>> start EXTRACTED DATA
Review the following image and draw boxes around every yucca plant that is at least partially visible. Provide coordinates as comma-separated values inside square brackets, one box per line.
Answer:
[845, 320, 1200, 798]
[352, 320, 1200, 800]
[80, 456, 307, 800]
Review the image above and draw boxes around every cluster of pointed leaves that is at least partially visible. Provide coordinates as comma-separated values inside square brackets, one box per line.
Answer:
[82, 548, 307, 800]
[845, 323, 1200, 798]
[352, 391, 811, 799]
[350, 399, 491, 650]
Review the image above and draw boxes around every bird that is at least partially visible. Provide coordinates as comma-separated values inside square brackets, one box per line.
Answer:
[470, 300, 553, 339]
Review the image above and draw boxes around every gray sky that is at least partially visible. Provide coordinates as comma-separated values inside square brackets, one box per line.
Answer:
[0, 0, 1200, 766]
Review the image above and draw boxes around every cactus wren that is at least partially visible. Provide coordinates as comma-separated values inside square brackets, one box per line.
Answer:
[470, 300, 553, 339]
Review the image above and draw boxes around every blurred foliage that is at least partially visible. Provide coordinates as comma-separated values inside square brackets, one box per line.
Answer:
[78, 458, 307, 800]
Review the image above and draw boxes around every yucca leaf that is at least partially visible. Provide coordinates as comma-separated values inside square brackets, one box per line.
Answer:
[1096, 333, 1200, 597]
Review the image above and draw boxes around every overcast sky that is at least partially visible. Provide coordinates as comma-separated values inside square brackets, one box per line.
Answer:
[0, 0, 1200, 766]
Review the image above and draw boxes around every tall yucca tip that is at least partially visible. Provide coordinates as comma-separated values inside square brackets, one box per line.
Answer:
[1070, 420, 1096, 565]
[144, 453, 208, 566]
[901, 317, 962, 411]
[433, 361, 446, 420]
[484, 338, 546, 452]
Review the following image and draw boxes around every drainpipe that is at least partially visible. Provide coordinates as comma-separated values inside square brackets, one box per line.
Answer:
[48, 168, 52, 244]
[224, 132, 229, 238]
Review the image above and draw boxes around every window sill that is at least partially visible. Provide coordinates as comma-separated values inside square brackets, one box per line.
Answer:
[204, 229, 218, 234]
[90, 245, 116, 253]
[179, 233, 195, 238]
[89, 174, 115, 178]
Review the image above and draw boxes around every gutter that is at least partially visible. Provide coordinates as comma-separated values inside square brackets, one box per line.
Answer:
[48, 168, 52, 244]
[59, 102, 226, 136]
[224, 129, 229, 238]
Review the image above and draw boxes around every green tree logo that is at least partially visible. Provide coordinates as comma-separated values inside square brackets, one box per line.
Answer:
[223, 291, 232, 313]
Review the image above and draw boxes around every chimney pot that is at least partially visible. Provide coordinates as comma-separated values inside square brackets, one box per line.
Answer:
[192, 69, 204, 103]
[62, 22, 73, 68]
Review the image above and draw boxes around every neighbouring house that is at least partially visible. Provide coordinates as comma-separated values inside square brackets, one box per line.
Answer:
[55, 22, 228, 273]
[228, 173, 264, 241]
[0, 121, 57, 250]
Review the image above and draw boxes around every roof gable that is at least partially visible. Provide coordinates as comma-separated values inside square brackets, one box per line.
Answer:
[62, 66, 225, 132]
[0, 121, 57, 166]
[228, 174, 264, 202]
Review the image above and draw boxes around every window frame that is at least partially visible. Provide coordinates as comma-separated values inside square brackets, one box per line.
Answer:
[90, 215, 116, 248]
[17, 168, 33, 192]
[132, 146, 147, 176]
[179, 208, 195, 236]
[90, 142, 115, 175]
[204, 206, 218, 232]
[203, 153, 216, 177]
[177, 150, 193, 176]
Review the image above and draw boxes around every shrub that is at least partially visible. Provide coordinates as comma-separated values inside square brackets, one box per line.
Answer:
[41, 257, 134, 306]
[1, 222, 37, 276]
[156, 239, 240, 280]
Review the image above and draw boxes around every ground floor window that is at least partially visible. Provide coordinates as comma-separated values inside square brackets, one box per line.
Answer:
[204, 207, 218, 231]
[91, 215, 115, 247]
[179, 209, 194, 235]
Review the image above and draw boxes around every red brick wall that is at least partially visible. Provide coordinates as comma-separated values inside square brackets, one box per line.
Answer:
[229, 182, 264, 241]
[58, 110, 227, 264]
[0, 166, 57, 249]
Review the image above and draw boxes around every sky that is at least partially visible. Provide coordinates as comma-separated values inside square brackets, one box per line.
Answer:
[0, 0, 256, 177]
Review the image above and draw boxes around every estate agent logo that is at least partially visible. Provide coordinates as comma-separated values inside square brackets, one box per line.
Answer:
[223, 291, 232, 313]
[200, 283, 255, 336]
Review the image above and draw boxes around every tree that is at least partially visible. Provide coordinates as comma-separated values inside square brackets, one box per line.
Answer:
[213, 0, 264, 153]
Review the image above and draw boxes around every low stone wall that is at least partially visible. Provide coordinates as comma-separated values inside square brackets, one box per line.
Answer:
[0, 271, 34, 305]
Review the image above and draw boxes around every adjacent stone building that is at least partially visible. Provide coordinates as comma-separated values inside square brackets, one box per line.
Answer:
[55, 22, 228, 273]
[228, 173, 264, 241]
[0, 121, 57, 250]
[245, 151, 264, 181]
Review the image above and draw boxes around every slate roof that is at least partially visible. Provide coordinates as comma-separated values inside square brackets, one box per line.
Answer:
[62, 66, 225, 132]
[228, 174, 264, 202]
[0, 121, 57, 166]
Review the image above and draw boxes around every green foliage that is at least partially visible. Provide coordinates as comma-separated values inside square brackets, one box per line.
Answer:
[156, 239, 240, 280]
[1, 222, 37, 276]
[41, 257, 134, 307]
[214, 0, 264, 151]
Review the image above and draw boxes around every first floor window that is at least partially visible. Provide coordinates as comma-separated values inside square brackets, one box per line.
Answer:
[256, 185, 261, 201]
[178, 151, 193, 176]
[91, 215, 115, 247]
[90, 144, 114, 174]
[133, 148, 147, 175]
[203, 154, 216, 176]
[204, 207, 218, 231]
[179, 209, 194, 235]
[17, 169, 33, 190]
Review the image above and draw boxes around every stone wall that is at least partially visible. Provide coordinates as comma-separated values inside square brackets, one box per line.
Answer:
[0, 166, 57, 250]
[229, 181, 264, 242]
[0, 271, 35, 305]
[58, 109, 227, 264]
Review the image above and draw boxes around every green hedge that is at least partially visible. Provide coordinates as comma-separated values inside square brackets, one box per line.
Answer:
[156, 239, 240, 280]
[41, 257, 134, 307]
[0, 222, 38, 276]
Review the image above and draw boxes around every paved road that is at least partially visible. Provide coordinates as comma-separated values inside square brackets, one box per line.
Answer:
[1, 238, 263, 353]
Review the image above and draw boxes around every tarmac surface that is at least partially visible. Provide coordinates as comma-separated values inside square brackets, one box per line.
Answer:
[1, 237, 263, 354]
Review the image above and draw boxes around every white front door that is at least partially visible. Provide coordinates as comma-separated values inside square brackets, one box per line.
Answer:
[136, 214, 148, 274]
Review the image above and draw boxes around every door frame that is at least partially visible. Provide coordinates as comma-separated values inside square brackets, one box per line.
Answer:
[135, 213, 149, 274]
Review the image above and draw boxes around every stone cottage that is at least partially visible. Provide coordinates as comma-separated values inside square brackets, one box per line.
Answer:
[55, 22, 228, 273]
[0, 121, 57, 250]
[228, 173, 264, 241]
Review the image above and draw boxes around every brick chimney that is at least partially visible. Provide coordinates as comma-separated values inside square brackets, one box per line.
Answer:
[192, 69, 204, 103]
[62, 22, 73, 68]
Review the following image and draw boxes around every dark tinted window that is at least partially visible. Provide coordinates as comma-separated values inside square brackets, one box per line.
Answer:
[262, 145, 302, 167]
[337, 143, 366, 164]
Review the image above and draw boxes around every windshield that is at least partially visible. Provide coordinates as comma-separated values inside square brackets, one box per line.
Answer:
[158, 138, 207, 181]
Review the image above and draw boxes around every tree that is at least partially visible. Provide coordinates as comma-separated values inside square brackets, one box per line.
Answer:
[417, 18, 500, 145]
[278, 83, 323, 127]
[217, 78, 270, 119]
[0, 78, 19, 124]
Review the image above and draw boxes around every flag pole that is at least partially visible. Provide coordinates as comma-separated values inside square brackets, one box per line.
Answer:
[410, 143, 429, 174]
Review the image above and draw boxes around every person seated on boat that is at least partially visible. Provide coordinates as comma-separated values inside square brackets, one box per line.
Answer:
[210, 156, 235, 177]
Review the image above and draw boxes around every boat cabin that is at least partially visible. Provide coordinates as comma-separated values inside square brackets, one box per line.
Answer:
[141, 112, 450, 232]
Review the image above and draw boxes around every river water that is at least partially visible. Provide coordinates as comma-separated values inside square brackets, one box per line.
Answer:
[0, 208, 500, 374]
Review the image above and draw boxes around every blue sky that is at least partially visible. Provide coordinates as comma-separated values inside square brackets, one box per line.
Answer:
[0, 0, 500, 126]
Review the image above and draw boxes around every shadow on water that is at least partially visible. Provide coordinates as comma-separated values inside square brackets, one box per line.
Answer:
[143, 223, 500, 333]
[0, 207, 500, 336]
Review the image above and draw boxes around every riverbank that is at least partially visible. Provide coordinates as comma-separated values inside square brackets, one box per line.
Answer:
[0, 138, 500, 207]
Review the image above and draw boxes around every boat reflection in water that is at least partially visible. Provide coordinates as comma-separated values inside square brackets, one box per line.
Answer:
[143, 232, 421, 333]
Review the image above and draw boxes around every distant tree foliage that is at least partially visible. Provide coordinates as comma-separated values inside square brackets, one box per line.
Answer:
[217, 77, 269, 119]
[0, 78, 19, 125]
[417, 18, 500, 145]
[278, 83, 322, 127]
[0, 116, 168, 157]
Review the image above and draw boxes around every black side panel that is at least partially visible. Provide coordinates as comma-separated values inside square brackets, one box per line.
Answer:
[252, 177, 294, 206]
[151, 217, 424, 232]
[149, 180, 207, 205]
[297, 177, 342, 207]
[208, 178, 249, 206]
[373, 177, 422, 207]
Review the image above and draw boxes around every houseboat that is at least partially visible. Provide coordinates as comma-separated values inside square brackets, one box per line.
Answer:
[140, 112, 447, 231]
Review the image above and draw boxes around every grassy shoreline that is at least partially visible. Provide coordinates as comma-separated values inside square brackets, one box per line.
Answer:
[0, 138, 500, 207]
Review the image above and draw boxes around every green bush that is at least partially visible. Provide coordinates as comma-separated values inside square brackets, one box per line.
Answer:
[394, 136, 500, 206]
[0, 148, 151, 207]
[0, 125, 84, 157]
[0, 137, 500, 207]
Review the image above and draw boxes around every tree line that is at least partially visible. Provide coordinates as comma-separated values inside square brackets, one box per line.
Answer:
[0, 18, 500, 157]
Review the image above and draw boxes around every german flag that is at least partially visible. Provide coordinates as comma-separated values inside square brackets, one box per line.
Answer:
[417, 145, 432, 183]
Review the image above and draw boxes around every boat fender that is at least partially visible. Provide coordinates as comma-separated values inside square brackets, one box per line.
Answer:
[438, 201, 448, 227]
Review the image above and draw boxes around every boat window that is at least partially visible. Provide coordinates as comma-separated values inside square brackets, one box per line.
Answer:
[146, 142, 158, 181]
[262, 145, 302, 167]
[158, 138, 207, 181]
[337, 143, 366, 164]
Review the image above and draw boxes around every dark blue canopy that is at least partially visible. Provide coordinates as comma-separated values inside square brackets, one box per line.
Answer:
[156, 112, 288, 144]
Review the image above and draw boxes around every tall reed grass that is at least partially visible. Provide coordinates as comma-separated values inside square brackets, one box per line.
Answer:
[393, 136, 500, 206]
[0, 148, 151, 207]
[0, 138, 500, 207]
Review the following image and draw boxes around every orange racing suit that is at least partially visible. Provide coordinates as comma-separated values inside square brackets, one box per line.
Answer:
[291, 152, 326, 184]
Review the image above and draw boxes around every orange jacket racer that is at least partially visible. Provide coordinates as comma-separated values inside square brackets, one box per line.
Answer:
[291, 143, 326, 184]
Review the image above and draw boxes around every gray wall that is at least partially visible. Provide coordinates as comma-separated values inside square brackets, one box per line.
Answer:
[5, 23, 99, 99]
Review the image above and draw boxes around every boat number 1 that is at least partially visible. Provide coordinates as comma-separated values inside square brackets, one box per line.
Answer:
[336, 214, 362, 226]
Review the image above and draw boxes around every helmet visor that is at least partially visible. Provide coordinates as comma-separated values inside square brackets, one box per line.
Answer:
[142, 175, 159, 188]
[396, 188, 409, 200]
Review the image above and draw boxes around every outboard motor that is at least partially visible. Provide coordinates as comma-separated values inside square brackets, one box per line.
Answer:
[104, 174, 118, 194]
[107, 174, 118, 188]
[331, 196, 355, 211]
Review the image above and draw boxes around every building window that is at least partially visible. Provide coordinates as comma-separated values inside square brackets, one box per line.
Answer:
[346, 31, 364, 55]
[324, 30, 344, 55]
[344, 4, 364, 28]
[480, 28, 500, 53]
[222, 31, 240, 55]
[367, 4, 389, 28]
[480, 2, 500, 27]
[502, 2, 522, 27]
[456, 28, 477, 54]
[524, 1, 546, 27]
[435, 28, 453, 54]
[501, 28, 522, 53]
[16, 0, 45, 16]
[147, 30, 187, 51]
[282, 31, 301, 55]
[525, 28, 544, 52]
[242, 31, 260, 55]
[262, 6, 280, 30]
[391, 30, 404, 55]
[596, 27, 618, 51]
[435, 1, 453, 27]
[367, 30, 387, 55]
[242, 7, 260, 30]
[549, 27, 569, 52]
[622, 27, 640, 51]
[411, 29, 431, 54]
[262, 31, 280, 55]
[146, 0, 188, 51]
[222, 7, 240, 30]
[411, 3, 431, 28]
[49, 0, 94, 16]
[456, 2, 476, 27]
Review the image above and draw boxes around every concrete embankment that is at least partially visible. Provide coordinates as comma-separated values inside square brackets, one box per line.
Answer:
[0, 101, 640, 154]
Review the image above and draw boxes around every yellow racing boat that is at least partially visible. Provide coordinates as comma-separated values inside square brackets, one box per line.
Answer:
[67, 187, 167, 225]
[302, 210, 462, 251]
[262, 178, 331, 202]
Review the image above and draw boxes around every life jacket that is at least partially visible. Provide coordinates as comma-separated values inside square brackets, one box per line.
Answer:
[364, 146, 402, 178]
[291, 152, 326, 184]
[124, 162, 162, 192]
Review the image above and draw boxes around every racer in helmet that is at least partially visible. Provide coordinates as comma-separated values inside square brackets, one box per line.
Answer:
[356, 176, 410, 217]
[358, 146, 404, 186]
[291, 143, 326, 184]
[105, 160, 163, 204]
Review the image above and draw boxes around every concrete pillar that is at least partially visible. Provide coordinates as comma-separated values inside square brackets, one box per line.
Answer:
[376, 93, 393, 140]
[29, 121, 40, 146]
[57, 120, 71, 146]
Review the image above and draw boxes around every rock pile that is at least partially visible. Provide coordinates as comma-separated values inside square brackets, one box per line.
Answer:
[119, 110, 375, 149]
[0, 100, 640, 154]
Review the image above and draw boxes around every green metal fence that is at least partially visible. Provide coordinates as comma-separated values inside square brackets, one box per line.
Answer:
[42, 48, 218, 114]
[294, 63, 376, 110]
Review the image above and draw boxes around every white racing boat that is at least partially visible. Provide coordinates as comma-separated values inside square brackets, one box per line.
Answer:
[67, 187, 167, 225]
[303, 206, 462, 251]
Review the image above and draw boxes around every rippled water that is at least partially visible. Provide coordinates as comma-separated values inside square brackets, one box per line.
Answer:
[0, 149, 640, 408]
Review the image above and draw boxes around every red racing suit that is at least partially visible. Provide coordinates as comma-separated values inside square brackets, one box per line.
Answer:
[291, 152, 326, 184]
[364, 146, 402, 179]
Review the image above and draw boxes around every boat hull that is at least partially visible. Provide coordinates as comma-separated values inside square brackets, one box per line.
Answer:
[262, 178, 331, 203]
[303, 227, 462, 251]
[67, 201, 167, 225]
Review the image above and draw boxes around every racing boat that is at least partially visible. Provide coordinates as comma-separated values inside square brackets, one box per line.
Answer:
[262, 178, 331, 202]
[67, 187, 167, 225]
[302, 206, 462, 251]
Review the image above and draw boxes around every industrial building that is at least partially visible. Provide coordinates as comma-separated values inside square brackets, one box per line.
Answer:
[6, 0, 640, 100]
>> end EXTRACTED DATA
Copy the lines of the material without any change, beginning with the line that contains "Review the image above and draw boxes around every rippled" and continuing through the line that contains "[302, 206, 462, 251]".

## RESULT:
Review the image above and draw boxes around every rippled water that is at least partially visible. Provide coordinates as comma-separated values inside square brackets, one box per line.
Answer:
[0, 149, 640, 408]
Review the image above and draw boxes around every red racing suit that is at least partially visible. Provide coordinates as comma-separated values inside square brackets, one box per line.
Answer:
[291, 152, 326, 184]
[364, 146, 402, 179]
Review the image above and draw boxes around every boat hull that is at least partially visible. Provide coordinates as comma-separated values inside square brackets, one box per line.
Answer:
[262, 178, 331, 203]
[303, 227, 462, 251]
[67, 201, 167, 225]
Review the image above and draw boxes around every racing boat that is at least partially visible. Provide coordinates as comma-separated values inside square brackets, one box per line.
Answer:
[262, 178, 331, 202]
[67, 187, 167, 225]
[302, 206, 462, 251]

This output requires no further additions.